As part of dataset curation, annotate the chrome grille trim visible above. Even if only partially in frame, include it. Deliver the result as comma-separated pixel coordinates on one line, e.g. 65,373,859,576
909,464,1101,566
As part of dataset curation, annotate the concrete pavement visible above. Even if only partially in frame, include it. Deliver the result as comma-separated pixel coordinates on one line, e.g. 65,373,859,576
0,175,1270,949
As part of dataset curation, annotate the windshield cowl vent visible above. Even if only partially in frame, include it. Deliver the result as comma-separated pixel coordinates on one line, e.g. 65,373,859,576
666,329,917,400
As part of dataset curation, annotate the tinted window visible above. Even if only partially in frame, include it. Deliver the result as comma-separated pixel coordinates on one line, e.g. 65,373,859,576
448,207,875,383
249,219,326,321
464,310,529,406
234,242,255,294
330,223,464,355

Given problem: Can you copy every line above word for word, with nothing changed, added, or left out?

Exercise solution:
As part of dataset curation, annotate the chrome grille trim visible above. Even if only partially in frame, include it. Deliver the result as comma-separated pixel coordinates on one line, e.g. 65,373,859,576
909,464,1101,566
As part of dataset curation, annotate the concrete pavement visible above. Even if only partially in frame, include it. Deliver the result as comma-separated pixel coordinates on one line, e.g. 65,373,859,576
0,175,1270,949
As part of dataset curation, annotate the windshield cowl vent visible above. Even if only partially in frame, include it. Deliver the result as comma-separated pixel coordinates on one line, e.g. 65,373,859,576
666,329,917,400
As part of dataset curation, annotate the tinted window visible above. Even if only partially in frame, include it. Deliver the result as comma-separated pixel coordinates on one line, e.g. 65,373,859,576
448,207,875,383
249,219,326,321
464,310,529,406
234,242,255,294
330,223,464,355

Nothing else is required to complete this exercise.